Task objective:
Pick out every line below that contains the string "white" with the same capitalization, and copy each of those lines.

Records:
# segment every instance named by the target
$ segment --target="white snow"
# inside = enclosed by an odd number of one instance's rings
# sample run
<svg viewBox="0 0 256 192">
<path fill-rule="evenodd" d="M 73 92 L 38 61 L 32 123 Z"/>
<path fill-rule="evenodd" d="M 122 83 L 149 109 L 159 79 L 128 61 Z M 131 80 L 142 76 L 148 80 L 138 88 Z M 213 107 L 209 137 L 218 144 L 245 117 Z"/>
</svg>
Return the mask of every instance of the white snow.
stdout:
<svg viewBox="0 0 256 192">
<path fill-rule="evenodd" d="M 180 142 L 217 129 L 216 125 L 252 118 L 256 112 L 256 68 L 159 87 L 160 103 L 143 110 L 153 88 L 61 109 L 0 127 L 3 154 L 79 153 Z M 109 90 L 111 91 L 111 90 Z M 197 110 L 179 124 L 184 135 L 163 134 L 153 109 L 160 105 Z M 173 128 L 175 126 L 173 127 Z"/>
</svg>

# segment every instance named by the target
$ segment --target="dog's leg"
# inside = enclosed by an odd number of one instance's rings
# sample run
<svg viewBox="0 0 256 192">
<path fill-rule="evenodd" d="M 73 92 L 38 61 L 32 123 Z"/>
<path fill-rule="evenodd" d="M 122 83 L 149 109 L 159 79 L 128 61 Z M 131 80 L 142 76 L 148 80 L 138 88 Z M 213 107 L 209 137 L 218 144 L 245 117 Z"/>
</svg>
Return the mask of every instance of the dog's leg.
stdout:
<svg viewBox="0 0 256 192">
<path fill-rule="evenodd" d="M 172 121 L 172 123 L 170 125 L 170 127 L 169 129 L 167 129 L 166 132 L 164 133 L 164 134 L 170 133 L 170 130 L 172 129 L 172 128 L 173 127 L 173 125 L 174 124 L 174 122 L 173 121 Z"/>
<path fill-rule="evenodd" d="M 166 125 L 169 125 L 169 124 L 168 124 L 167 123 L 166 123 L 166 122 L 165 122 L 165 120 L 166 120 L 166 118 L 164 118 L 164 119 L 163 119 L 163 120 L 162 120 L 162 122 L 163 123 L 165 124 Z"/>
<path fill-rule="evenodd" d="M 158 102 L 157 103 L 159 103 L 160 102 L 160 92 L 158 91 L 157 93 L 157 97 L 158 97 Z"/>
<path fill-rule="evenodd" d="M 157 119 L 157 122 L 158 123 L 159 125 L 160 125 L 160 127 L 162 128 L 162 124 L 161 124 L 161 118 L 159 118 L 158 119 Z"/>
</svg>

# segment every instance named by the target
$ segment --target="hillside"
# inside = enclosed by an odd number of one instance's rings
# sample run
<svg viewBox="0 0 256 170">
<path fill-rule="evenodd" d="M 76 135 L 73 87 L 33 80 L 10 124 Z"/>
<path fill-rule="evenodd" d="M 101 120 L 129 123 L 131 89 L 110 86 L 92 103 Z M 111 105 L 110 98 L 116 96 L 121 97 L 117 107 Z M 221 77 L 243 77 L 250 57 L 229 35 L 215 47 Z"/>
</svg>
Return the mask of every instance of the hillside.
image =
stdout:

Result of the task:
$ segment --target="white snow"
Return the mask of every instance of the white snow.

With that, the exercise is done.